*** Opening Source data ***
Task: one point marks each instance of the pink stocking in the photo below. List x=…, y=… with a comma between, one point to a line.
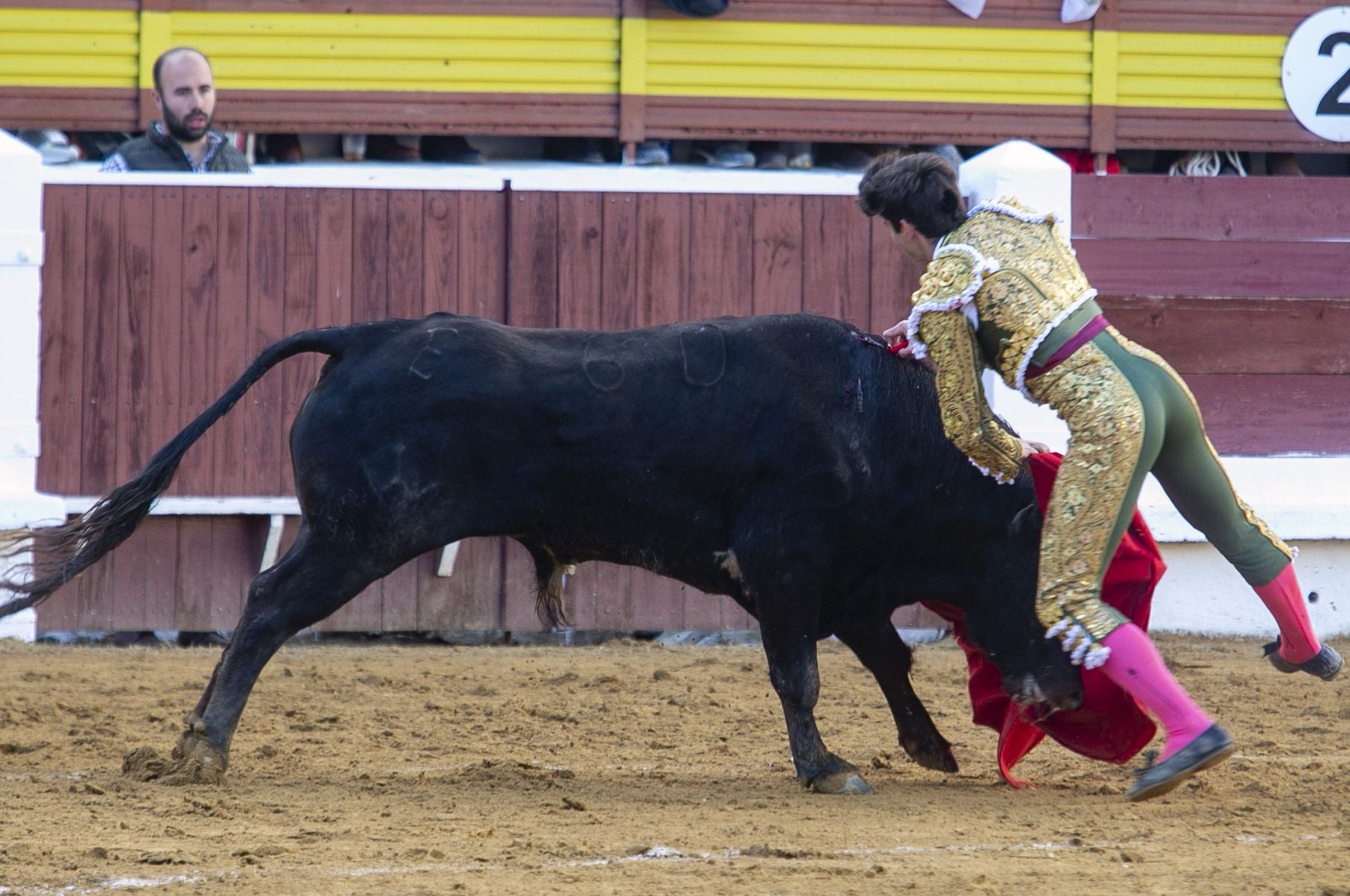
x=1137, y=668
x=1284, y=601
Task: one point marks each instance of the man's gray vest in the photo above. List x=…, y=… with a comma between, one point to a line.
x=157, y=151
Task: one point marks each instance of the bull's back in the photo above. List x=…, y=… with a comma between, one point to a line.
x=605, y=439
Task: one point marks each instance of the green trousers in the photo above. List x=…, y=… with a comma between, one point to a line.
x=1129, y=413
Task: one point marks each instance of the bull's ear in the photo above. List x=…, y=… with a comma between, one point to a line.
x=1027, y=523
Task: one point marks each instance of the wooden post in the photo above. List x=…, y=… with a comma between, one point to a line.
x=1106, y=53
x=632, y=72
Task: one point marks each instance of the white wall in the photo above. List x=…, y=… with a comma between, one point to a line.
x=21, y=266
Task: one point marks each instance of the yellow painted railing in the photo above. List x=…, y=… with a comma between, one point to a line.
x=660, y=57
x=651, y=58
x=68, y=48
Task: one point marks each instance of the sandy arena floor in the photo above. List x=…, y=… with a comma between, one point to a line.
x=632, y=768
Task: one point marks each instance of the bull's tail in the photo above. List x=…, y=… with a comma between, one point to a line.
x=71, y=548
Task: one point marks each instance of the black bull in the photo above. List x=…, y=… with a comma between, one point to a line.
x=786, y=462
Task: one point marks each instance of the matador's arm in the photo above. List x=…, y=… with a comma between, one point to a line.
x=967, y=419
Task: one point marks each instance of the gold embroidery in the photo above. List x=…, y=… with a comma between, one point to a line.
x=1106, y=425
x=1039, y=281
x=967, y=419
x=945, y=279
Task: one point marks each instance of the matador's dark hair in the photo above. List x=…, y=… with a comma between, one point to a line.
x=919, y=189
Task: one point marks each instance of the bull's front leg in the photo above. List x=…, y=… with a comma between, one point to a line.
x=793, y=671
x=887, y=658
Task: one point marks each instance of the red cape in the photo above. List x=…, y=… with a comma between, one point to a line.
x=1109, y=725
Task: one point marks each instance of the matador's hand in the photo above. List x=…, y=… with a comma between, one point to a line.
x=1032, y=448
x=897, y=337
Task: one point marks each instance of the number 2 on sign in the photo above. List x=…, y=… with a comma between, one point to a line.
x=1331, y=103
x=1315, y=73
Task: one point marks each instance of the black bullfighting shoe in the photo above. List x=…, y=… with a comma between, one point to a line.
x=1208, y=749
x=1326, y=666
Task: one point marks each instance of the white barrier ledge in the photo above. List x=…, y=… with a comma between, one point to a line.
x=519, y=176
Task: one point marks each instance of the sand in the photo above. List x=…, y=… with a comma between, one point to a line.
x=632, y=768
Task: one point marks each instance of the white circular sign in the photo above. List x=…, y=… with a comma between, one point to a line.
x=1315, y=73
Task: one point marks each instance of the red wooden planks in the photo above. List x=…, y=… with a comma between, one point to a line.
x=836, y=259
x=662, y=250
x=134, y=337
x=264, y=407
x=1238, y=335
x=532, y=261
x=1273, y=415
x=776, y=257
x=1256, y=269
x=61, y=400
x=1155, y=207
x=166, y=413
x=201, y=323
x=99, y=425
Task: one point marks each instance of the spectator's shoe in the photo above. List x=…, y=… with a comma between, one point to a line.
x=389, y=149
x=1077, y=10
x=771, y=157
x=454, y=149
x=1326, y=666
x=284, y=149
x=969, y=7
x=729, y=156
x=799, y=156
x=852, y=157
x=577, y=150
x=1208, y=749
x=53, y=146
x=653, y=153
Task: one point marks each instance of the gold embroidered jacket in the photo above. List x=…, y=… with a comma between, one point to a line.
*** Closing Source data ***
*** Opening Source data ***
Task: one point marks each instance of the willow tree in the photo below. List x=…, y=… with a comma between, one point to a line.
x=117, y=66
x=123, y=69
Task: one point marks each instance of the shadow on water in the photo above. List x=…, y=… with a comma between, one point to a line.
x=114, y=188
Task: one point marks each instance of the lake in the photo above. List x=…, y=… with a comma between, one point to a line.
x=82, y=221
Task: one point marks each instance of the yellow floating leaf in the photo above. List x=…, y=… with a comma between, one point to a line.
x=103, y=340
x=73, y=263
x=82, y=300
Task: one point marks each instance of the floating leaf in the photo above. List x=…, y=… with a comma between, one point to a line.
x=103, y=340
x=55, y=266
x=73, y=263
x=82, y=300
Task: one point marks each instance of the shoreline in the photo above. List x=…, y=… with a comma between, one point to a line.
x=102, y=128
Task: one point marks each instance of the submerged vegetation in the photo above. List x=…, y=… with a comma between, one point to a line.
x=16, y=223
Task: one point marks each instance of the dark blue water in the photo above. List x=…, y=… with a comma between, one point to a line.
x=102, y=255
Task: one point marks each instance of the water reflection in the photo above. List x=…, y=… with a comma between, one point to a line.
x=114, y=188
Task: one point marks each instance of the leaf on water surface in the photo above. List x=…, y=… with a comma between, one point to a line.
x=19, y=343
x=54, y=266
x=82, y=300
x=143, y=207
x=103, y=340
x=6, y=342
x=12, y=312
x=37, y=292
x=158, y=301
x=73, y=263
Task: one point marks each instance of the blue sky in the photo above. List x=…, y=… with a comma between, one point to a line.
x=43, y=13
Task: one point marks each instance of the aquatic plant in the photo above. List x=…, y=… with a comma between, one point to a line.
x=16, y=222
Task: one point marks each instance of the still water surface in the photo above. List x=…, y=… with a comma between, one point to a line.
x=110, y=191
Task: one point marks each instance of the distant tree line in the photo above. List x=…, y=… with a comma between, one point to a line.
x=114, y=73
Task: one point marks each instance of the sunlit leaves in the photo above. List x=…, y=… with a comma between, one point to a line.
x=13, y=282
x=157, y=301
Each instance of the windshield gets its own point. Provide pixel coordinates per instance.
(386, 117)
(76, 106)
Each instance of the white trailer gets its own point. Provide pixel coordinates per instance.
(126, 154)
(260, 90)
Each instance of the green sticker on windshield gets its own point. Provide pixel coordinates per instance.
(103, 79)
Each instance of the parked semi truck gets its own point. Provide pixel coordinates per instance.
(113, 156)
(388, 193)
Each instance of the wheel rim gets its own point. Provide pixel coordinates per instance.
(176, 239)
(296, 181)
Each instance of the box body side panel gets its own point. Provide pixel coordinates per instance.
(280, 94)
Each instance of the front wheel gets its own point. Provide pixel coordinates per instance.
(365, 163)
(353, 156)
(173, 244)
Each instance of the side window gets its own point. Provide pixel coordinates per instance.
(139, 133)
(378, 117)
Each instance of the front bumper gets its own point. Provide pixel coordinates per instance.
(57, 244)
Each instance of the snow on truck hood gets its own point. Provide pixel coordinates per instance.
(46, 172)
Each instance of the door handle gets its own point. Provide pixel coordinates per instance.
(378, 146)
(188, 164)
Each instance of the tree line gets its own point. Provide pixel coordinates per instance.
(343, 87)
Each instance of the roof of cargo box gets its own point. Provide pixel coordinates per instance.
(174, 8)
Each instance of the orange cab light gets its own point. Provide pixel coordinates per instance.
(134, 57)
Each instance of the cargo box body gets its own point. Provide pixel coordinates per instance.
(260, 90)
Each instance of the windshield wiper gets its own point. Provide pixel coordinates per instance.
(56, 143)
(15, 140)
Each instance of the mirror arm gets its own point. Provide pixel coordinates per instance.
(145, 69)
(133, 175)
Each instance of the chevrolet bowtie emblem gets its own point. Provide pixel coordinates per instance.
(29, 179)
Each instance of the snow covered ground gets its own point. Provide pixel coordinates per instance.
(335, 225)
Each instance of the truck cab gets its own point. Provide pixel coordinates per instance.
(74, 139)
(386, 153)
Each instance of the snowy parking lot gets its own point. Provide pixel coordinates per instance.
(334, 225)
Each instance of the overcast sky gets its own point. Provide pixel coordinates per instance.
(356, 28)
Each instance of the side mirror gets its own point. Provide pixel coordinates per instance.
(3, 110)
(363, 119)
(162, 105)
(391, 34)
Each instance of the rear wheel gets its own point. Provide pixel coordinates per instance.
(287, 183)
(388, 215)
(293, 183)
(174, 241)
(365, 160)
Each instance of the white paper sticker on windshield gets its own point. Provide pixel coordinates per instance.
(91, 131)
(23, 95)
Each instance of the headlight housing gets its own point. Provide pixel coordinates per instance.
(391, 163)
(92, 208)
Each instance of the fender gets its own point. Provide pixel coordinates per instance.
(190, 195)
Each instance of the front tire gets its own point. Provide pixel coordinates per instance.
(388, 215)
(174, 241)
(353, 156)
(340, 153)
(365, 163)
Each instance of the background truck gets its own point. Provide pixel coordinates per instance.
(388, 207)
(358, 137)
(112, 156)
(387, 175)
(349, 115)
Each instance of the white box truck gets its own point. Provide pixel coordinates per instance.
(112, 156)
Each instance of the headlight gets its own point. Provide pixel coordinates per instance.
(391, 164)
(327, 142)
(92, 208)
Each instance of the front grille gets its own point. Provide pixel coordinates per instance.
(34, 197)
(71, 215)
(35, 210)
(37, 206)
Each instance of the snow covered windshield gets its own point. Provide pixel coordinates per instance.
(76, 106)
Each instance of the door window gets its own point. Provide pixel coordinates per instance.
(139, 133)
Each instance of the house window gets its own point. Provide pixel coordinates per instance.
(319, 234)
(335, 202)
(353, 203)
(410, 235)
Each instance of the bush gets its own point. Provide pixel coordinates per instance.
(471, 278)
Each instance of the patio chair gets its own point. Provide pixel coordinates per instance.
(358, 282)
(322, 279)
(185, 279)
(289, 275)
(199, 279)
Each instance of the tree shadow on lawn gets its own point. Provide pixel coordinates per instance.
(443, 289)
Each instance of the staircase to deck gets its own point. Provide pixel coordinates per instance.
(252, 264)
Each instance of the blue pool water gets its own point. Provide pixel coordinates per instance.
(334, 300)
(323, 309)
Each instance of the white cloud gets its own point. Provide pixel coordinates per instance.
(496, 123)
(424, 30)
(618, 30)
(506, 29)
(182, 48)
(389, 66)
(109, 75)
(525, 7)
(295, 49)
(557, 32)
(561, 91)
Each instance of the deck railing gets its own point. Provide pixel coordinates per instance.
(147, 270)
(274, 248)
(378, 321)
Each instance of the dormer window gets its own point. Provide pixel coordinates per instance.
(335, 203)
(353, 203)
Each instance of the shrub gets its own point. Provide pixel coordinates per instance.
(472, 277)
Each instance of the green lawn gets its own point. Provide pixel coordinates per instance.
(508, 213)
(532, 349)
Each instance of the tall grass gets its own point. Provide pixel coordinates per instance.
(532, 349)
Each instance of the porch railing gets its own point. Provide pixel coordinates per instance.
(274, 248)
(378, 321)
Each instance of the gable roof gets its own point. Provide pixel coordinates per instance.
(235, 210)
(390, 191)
*** Closing Source data ***
Required work → Lines wanted from the listing above: the line with "Task: one point marks each instance of the red wooden" up to and including the line with "Task: one point marks each instance of the gold embroidered". Please write them out exactly, adding nothing else.

Your response →
Task: one point marks each instance of the red wooden planks in the photo above. List x=…, y=… with a comma between, one point to a line.
x=836, y=259
x=662, y=250
x=134, y=337
x=264, y=407
x=1238, y=335
x=532, y=261
x=1273, y=415
x=776, y=257
x=1256, y=269
x=61, y=400
x=1155, y=207
x=166, y=413
x=201, y=323
x=99, y=425
Task: one point marks each instance of the spectator's shoe in the photo above. List x=…, y=… with a comma between, one point to a line.
x=389, y=149
x=1077, y=10
x=771, y=157
x=454, y=149
x=1326, y=666
x=284, y=149
x=969, y=7
x=729, y=156
x=799, y=156
x=852, y=157
x=577, y=150
x=1208, y=749
x=53, y=146
x=653, y=153
Task: one point marks each instance of the gold embroidered jacket in the photo above. List x=…, y=… with a comma between, one point to a line.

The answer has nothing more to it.